"""

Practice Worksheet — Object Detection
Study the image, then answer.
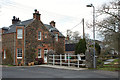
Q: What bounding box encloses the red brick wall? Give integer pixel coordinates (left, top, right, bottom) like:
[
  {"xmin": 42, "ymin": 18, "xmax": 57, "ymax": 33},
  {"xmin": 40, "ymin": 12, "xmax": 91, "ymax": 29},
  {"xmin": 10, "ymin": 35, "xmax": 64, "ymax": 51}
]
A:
[{"xmin": 25, "ymin": 20, "xmax": 53, "ymax": 63}]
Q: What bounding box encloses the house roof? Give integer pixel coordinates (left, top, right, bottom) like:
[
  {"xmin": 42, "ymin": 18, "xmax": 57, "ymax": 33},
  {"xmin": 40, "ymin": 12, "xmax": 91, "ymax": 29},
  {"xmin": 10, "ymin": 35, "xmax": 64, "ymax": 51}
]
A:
[
  {"xmin": 65, "ymin": 43, "xmax": 76, "ymax": 51},
  {"xmin": 4, "ymin": 19, "xmax": 64, "ymax": 37}
]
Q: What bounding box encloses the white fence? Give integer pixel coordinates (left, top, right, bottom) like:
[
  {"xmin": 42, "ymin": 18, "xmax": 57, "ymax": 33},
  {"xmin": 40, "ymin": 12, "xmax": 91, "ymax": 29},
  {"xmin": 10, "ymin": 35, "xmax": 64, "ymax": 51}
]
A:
[{"xmin": 48, "ymin": 54, "xmax": 85, "ymax": 68}]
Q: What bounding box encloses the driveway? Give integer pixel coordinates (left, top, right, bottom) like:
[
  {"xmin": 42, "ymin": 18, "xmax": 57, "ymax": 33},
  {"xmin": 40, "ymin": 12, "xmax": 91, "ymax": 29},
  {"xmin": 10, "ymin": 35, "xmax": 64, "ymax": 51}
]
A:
[{"xmin": 2, "ymin": 66, "xmax": 118, "ymax": 78}]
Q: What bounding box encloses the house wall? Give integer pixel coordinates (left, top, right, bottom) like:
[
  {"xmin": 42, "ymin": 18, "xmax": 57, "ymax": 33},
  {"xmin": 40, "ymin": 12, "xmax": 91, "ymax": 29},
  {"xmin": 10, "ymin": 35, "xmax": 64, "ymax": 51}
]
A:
[
  {"xmin": 2, "ymin": 33, "xmax": 16, "ymax": 64},
  {"xmin": 25, "ymin": 20, "xmax": 54, "ymax": 63}
]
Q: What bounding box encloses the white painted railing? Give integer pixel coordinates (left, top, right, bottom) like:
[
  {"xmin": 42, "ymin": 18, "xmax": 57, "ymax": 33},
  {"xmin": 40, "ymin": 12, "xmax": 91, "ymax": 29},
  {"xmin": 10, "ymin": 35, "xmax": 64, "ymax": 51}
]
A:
[{"xmin": 48, "ymin": 54, "xmax": 85, "ymax": 68}]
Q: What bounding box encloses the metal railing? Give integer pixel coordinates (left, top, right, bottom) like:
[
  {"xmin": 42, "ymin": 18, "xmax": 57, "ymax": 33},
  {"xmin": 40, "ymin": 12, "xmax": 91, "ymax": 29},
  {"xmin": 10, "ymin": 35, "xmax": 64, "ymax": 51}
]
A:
[{"xmin": 48, "ymin": 54, "xmax": 85, "ymax": 68}]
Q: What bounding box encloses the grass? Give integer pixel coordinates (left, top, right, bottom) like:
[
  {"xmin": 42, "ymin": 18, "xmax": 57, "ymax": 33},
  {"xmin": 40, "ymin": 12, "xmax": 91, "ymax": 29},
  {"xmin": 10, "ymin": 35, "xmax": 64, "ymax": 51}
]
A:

"""

> [Job]:
Could you write out every row above word for word, leaving the pictures out?

> [Completed task]:
Practice Worksheet — Object Detection
Study the image, then answer.
Q: What bounding box encloses the red brick wall? Give integer pixel coordinates (left, top, right, bottom) like:
[
  {"xmin": 42, "ymin": 18, "xmax": 57, "ymax": 33},
  {"xmin": 40, "ymin": 12, "xmax": 91, "ymax": 29},
  {"xmin": 10, "ymin": 35, "xmax": 64, "ymax": 51}
]
A:
[{"xmin": 25, "ymin": 20, "xmax": 53, "ymax": 63}]
Q: What bounding box encloses the house roof? Give integer pixel coordinates (left, top, right, bottom) like:
[
  {"xmin": 42, "ymin": 18, "xmax": 57, "ymax": 33},
  {"xmin": 40, "ymin": 12, "xmax": 91, "ymax": 29},
  {"xmin": 10, "ymin": 35, "xmax": 64, "ymax": 51}
]
A:
[
  {"xmin": 65, "ymin": 43, "xmax": 76, "ymax": 51},
  {"xmin": 4, "ymin": 19, "xmax": 64, "ymax": 37}
]
Q: What bounding box encloses the white fence? Give integer pixel coordinates (left, top, right, bottom) like:
[
  {"xmin": 42, "ymin": 18, "xmax": 57, "ymax": 33},
  {"xmin": 40, "ymin": 12, "xmax": 91, "ymax": 29},
  {"xmin": 10, "ymin": 35, "xmax": 64, "ymax": 51}
]
A:
[{"xmin": 48, "ymin": 54, "xmax": 85, "ymax": 68}]
Q: What bounding box encloses the driveway? Give integer pixel coordinates (left, top, right, bottom) like:
[
  {"xmin": 42, "ymin": 18, "xmax": 57, "ymax": 33},
  {"xmin": 40, "ymin": 12, "xmax": 91, "ymax": 29},
  {"xmin": 10, "ymin": 35, "xmax": 64, "ymax": 51}
]
A:
[{"xmin": 2, "ymin": 66, "xmax": 118, "ymax": 78}]
Q: What bounding box encloses the house wall? Give integer pixel coordinates (left, top, right, bottom) like:
[
  {"xmin": 42, "ymin": 18, "xmax": 57, "ymax": 33},
  {"xmin": 40, "ymin": 12, "xmax": 91, "ymax": 29},
  {"xmin": 10, "ymin": 35, "xmax": 64, "ymax": 51}
]
A:
[
  {"xmin": 2, "ymin": 33, "xmax": 16, "ymax": 64},
  {"xmin": 25, "ymin": 20, "xmax": 54, "ymax": 63}
]
Q: What bounding box encloses the white painted railing? Give integer pixel coordinates (left, top, right, bottom) like:
[
  {"xmin": 42, "ymin": 18, "xmax": 57, "ymax": 33},
  {"xmin": 40, "ymin": 12, "xmax": 91, "ymax": 29},
  {"xmin": 10, "ymin": 35, "xmax": 64, "ymax": 51}
]
A:
[{"xmin": 48, "ymin": 54, "xmax": 85, "ymax": 68}]
Q: What bounding box encloses the metal railing? Give integer pixel coordinates (left, top, right, bottom) like:
[
  {"xmin": 42, "ymin": 18, "xmax": 57, "ymax": 33},
  {"xmin": 40, "ymin": 12, "xmax": 91, "ymax": 29},
  {"xmin": 10, "ymin": 35, "xmax": 64, "ymax": 51}
]
A:
[{"xmin": 48, "ymin": 54, "xmax": 85, "ymax": 68}]
Q: What bounding box encloses the grass? Give integer pixel coordinates (left, top, right, bottom) like:
[
  {"xmin": 42, "ymin": 18, "xmax": 57, "ymax": 33},
  {"xmin": 40, "ymin": 12, "xmax": 91, "ymax": 29},
  {"xmin": 10, "ymin": 35, "xmax": 64, "ymax": 51}
]
A:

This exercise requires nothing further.